# START OF TEXT BLOCK

[Top] [All Lists]

Re: 3028bis open issue #3: require 2047 decoding?

2005-07-01 15:20:09

Michael Haardt <michael(_at_)freenet-ag(_dot_)de> writes:
On Thu, Jun 30, 2005 at 05:43:53PM -0700, Philip Guenther wrote:
   Comparisons are performed in Unicode.  Implementations convert
   text from header fields in all charsets [HEADER-CHARSET] to
   Unicode as input to the comparator (see 2.7.3).  Implementations
   must be capable of decoding US-ASCII, ISO-8859-1, the US-ASCII
   subset of ISO-8859-* character sets, and UTF-8.

That sounds good.

Hmm, I think the paragraph needs to also specify that text in unknown
charsets never matches, no?

Either that or not decoding it, if it can not be converted.

# END OF TEXT BLOCK

> [TASK SET]:
**a)** List every character set that, according to the message above, implementations must be capable of decoding.
**b)** According to the message, in what are comparisons performed?
**c)** Decide whether each statement agrees with the message, answering yes or no and quoting the words that settle it:
(i) Implementations must be capable of decoding UTF-8.
(ii) The message proposes that text in unknown charsets should always match.
(iii) The message is dated 2005-07-01.

# START OF ENTRIES SUPPLIED

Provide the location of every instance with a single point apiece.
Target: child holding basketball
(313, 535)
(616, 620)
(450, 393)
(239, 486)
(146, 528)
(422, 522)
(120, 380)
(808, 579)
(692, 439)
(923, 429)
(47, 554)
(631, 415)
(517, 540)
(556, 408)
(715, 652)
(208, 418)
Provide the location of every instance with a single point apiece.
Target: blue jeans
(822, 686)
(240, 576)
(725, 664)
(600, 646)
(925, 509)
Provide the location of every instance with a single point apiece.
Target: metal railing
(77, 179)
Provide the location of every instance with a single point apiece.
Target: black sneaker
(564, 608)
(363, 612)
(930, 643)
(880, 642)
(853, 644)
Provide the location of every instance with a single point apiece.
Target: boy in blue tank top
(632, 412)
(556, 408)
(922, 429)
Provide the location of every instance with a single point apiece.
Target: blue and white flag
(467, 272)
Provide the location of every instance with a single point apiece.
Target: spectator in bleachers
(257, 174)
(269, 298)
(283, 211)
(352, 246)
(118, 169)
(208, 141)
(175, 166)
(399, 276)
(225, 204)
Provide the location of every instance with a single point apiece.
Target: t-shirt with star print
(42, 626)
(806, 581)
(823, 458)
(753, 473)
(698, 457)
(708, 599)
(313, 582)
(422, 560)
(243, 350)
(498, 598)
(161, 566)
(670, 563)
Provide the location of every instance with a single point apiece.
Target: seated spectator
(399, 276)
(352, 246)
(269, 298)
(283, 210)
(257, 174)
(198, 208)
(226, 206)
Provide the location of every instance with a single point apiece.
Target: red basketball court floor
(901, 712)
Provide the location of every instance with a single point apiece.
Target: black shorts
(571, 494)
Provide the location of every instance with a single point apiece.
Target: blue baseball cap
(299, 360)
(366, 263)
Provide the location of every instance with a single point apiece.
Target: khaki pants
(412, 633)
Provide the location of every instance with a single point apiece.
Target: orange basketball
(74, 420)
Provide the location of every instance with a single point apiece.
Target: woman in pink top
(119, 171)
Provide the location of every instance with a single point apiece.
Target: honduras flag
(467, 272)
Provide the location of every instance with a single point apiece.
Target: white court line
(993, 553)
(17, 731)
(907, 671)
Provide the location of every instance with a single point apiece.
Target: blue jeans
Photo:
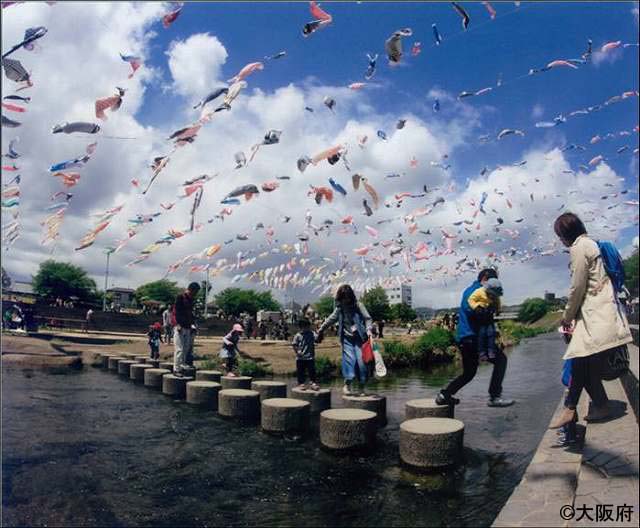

# END OF ENTRIES SUPPLIED

> [EXPECTED OUTPUTS]:
**a)**
- US-ASCII
- ISO-8859-1
- the US-ASCII subset of ISO-8859-* character sets
- UTF-8

**b)** In Unicode.

**c)**
(i) Yes: "Implementations must be capable of decoding US-ASCII, ISO-8859-1, the US-ASCII subset of ISO-8859-* character sets, and UTF-8."
(ii) No: "the paragraph needs to also specify that text in unknown charsets never matches"
(iii) Yes: "2005-07-01 15:20:09"